● PAGE TEXT
· · · · · · ·

# Game Capture needs to fix this!



## PATR1CKSOMMER (Apr 9, 2016)

Alright, so I have had a lot of problems with Game Capture and steam games, just giving me a black screen or stuck ingame screen in the ingame menu. I fixed this by using the 64 bit version as an adiministrator (but I do not believe that actually matters at all) and then I turned off MSI Afterburner/Rivatuner, which is simply just rubbish, that you can't use that at the same time, to give some PC Info as overlay ingame.

Another thing OBS Studio needs is the feature to allow you to record the last 2, 5 or more minutes of your gameplay and save that in a file, like the "Shadowplay" feature in , well.. Shadowplay/Share.


----------



## Sapiens (Apr 9, 2016)

Game capture can't fix other programs interfering with it, sorry.  If that's a problem then you'll have to run your games in borderless mode and use window capture or something.

The replay buffer is a feature in OBS1 and will be added to Studio eventually.


----------



## PATR1CKSOMMER (Apr 9, 2016)

Sapiens said:


> Game capture can't fix other programs interfering with it, sorry.  If that's a problem then you'll have to run your games in borderless mode and use window capture or something.
> 
> The replay buffer is a feature in OBS1 and will be added to Studio eventually.



Sounds good, with the replay buffer, but how come? Rivatuner was no problem with OBS1, so why is it now? I would really appreciate you guys looking in to this, because having that overlay that rivatuner give, is just great and it is really annoying that it is enterfearing that way.

*Also, why is it that, when using Shadowplay/share to stream, you get extremely good quality, with their own nvenc, but using nvenc in OBS doesn't give the same quality? why is that?*


----------



## BluesAdam (Apr 9, 2016)

PATR1CKSOMMER said:


> MSI Afterburner/Rivatuner, which is simply just rubbish, that you can't use that at the same time, to give some PC Info as overlay ingame.

· · · · · · ·

● RECORDED INFORMATION
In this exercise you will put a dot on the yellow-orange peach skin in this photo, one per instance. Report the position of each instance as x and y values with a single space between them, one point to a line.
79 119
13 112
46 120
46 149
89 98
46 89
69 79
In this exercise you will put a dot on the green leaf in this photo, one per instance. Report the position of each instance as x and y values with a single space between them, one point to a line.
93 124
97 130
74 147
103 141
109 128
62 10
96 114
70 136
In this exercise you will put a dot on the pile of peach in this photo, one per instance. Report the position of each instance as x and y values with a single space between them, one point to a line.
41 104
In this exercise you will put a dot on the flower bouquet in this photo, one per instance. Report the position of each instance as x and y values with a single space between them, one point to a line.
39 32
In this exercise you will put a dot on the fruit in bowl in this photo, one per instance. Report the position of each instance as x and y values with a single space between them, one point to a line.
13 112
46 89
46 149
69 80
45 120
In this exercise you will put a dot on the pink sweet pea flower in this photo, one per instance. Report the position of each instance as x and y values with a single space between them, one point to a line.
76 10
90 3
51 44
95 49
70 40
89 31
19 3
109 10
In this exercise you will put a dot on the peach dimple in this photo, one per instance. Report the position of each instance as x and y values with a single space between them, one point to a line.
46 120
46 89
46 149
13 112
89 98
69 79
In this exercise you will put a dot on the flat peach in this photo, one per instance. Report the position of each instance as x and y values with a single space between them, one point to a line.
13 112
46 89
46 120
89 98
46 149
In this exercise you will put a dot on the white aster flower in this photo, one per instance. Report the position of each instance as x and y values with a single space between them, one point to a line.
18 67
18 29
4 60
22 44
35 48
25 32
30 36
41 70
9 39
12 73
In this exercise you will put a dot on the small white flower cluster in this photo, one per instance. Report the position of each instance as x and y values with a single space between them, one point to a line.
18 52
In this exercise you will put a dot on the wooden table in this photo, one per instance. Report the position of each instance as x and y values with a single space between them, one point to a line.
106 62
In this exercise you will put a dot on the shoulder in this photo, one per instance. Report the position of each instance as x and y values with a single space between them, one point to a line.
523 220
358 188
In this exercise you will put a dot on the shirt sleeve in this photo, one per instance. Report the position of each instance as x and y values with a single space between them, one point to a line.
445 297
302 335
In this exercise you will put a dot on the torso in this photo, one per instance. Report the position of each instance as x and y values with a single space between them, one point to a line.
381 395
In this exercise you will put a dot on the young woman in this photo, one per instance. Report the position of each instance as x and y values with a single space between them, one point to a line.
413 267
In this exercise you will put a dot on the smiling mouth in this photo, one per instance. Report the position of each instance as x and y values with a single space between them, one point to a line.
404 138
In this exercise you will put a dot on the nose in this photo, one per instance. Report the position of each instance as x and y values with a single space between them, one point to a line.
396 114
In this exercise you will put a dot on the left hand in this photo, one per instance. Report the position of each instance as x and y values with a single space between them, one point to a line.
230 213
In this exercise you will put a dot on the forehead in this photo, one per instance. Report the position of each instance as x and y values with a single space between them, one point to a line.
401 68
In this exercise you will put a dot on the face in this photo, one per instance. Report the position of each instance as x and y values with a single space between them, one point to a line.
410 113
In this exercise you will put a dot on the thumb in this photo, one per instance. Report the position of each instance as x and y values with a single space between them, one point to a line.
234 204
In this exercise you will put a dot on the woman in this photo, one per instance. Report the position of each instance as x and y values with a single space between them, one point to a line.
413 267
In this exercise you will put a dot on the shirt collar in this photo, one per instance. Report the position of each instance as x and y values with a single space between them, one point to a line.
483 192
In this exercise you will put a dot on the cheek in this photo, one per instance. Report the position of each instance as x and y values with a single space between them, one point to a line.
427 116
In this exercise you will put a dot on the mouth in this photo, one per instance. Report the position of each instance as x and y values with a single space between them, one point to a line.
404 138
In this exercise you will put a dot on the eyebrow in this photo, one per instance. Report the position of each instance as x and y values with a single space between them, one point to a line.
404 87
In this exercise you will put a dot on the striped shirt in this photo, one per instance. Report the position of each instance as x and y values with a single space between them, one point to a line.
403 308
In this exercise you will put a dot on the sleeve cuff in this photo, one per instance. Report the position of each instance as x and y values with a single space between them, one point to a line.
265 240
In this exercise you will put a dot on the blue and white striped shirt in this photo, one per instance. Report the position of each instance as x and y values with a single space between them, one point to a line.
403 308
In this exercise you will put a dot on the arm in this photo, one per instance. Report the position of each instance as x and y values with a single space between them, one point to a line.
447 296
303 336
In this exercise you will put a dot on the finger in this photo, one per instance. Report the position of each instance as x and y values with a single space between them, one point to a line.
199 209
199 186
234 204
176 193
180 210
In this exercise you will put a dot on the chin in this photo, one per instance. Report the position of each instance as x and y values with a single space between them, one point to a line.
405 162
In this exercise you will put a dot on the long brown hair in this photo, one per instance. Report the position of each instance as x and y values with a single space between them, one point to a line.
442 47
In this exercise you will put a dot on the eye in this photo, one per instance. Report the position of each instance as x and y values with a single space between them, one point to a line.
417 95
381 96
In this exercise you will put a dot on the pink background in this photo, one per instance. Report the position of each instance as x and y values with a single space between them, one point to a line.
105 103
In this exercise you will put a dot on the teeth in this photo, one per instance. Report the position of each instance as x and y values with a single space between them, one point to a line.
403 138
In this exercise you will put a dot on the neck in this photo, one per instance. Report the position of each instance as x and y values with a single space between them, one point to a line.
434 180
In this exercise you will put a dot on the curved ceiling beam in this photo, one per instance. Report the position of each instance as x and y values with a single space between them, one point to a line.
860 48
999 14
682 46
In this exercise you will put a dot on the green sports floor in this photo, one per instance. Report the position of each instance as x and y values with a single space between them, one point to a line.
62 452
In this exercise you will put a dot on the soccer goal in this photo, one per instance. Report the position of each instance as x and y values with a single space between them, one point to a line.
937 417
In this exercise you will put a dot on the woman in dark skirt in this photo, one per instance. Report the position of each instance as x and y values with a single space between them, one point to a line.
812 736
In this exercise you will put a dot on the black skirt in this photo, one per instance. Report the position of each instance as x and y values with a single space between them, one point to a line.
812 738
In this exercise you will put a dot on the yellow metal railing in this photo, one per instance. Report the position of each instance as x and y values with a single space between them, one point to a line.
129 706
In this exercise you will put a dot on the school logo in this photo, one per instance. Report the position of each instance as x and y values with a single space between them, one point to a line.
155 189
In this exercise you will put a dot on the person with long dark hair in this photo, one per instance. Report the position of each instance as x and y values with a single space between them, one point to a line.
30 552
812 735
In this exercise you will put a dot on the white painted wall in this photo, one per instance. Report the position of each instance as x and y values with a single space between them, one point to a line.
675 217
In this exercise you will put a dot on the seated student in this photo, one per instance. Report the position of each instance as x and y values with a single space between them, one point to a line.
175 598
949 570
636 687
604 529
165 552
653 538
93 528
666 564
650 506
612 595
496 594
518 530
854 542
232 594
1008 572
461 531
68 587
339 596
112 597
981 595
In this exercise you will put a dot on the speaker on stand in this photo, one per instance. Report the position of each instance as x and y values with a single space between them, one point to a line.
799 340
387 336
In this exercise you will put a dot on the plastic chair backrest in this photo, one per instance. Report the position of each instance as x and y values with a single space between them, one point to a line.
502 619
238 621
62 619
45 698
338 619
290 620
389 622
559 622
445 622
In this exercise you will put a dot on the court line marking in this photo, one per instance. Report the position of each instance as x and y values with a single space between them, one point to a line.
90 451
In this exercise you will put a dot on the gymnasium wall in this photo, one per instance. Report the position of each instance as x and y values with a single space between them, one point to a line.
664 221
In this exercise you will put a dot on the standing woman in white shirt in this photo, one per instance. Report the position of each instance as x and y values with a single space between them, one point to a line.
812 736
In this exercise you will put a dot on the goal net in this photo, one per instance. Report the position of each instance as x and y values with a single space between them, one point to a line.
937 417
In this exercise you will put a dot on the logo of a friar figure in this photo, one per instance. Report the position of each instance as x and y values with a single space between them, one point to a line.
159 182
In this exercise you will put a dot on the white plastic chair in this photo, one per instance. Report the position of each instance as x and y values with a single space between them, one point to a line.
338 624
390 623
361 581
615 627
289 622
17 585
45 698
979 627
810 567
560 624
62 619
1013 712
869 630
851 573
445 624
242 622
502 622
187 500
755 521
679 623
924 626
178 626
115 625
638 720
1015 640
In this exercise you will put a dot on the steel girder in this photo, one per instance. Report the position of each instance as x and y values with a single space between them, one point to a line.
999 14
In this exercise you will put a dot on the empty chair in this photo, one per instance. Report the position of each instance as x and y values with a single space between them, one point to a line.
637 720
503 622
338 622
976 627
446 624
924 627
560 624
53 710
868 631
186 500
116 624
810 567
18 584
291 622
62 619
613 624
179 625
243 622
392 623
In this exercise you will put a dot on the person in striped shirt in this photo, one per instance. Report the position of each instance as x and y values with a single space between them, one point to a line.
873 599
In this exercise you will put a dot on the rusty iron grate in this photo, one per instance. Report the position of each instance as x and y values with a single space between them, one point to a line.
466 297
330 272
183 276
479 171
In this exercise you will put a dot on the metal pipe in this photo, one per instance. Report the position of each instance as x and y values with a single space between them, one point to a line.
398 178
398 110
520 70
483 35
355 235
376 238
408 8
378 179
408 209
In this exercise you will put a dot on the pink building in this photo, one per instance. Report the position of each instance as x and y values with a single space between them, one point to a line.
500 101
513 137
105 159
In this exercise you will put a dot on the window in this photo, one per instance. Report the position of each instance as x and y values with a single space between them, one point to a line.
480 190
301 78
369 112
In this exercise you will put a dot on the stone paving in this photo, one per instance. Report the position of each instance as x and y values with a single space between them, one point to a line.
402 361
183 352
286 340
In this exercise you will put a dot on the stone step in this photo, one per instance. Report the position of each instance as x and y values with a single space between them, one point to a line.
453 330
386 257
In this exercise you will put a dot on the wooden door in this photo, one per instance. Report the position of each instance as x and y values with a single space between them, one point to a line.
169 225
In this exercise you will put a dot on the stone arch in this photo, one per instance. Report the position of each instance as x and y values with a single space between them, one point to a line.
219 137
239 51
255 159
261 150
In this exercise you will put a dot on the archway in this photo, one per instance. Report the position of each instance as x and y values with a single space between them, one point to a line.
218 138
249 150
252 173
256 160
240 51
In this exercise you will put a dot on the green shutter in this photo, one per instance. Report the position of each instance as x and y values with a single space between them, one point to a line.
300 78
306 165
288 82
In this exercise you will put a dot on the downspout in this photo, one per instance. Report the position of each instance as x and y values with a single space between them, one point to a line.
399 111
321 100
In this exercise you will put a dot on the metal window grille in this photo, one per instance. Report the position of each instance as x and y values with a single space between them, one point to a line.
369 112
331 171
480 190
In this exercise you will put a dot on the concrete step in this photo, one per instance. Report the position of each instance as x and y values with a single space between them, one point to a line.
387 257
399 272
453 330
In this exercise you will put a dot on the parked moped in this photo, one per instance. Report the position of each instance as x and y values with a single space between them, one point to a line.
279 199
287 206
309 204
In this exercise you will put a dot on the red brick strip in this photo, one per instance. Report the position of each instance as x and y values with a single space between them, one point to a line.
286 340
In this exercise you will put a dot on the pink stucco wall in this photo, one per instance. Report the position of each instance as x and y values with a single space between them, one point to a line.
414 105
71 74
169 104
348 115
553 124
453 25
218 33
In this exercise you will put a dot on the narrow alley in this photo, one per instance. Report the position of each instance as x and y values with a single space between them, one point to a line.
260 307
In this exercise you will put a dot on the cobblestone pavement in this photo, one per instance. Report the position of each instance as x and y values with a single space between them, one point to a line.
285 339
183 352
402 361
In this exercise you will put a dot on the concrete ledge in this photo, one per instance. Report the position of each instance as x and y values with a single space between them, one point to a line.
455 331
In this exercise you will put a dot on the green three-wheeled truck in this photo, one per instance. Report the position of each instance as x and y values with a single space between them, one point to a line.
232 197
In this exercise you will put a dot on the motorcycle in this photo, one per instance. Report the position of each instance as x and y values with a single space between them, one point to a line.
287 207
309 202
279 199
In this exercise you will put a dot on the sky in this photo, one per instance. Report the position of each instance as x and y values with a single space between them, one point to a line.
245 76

· · · · · · ·

● BRIEF A
In the Game Capture thread, why does Sapiens say running games in borderless mode with window capture may be necessary? Answer in one to three sentences.
● BRIEF B
Retype from the Game Capture thread the part that opens with the words containing "Alright, so I" and closes with "Sapiens (Apr 9, 2016)".

● TASK RESPONSE A
Sapiens says Game Capture can't fix other programs interfering with it. If that interference is a problem, the games have to run in borderless mode with window capture or something similar.

● TASK RESPONSE B
Alright, so I have had a lot of problems with Game Capture and steam games, just giving me a black screen or stuck ingame screen in the ingame menu. I fixed this by using the 64 bit version as an adiministrator (but I do not believe that actually matters at all) and then I turned off MSI Afterburner/Rivatuner, which is simply just rubbish, that you can't use that at the same time, to give some PC Info as overlay ingame.

Another thing OBS Studio needs is the feature to allow you to record the last 2, 5 or more minutes of your gameplay and save that in a file, like the "Shadowplay" feature in , well.. Shadowplay/Share.


----------



## Sapiens (Apr 9, 2016)